WHAT YOU HAVE TO DO » Gather every line in the rows below that contains the string "rose", and copy each one in full.

--- begin DATA PROVIDED ---

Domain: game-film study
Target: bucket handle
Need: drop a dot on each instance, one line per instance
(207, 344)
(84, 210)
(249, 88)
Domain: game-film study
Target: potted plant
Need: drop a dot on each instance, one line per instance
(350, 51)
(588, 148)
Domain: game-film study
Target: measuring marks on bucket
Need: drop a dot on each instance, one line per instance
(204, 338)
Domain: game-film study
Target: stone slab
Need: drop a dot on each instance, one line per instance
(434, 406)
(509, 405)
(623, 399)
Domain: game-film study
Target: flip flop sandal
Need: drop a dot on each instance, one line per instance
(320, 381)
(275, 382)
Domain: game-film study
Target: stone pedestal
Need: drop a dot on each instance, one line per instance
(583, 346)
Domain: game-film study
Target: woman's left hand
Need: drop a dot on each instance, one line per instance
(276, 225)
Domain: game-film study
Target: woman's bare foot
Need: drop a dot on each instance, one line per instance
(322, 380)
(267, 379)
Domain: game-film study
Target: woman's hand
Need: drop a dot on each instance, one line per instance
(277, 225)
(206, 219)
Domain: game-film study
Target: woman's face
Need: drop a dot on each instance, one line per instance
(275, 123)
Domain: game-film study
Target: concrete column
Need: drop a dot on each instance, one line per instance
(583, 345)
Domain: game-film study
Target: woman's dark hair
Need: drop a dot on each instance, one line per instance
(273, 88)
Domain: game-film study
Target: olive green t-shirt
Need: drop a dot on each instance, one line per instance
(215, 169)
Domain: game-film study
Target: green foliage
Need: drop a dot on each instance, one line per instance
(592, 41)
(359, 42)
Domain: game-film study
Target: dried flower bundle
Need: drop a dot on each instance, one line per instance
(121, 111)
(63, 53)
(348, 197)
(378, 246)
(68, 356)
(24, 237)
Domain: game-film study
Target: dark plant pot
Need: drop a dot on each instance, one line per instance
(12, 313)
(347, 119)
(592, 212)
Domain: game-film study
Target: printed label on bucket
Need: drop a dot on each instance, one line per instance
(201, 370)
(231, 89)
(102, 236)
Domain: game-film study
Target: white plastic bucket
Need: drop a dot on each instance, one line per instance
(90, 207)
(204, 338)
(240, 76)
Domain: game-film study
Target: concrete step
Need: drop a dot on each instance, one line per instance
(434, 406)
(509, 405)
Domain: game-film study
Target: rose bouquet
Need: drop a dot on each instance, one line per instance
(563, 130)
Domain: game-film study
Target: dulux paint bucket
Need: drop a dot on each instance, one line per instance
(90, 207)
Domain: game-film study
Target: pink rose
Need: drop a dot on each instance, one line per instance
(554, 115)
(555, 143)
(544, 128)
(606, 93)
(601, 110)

--- end DATA PROVIDED ---

SOLUTION TO THIS EXERCISE »
Target: rose bouquet
Target: pink rose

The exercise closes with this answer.